» **WHAT YOU ARE ASKED TO DO**:
After locating the line that contains "Labeling batch C. For the image above, tag the flagpole", restate it and each later line word for word through the end of the records.

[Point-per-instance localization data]
"""
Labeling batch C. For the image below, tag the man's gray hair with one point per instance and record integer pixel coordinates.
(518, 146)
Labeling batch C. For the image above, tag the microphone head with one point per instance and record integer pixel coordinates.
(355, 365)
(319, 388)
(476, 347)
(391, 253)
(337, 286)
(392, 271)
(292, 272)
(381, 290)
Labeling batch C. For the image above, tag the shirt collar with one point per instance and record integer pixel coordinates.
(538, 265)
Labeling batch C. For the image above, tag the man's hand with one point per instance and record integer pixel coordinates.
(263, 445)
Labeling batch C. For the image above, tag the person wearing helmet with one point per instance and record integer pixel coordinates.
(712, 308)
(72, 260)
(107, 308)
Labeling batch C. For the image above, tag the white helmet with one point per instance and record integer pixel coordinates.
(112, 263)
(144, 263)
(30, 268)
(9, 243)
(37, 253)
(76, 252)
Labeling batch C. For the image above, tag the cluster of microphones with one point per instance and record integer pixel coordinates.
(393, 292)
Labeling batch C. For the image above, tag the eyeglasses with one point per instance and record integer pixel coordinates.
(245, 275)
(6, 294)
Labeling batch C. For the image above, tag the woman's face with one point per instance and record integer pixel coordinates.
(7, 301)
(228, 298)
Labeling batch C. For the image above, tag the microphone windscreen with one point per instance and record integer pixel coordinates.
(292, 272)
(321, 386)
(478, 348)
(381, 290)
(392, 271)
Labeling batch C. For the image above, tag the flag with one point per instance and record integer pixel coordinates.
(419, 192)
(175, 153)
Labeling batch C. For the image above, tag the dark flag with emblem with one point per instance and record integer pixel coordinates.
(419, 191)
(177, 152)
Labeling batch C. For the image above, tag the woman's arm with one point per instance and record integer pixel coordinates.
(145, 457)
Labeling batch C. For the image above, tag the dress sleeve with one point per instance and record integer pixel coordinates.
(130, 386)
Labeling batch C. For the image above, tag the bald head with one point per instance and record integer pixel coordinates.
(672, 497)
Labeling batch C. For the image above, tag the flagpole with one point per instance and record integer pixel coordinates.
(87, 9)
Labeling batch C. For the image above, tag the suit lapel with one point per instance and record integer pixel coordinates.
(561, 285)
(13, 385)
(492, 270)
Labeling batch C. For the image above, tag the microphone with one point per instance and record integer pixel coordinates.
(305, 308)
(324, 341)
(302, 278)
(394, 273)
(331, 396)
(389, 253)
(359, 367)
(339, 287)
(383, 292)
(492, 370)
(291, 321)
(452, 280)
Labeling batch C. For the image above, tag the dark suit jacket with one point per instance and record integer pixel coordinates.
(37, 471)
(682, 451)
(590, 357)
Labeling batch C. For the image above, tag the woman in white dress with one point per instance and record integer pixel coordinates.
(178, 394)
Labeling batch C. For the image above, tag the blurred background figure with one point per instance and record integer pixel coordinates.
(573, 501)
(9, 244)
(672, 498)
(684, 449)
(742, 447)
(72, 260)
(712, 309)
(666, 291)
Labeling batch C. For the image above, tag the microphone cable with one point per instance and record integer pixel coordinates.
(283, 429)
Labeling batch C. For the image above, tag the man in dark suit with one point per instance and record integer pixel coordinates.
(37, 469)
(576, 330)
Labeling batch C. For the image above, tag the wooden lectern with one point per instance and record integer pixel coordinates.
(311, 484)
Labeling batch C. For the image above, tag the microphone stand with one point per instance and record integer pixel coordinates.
"""
» **SOLUTION TO THE EXERCISE**:
Labeling batch C. For the image above, tag the flagpole with one point per instance and record integer pixel coordinates.
(87, 9)
Labeling batch C. For the image above, tag the suit lapel with one point per instance and record integer pixel coordinates.
(561, 285)
(13, 385)
(492, 270)
Labeling batch C. For the image above, tag the microphone with one point per instance and record integer pixel coordinates.
(305, 308)
(324, 341)
(302, 278)
(394, 273)
(331, 396)
(389, 253)
(359, 367)
(339, 287)
(383, 292)
(492, 370)
(291, 321)
(452, 280)
Labeling batch C. For the image above, tag the dark suit jacket with one point per instance and record integer pixel coordinates.
(37, 471)
(682, 451)
(590, 357)
Labeling batch C. For the image above, tag the woman in white dress with one point per instance and record integer pixel coordinates.
(178, 394)
Labeling batch C. For the image above, tag the blurred background figure with one point per instance and record integer pixel coordinates.
(573, 501)
(9, 244)
(672, 498)
(684, 449)
(742, 447)
(72, 260)
(712, 309)
(666, 291)
Labeling batch C. For the image above, tag the microphone cable with one point per instance and record integer pixel coordinates.
(283, 429)
Labeling batch C. For the image above, tag the man in dark suit with one point per instance and record integer pixel coordinates.
(37, 469)
(576, 330)
Labeling batch C. For the image above, tag the wooden lectern with one point per instance and record integer pixel coordinates.
(311, 484)
Labeling batch C. For the image above, tag the microphone stand with one point per instance and record integer pixel coordinates.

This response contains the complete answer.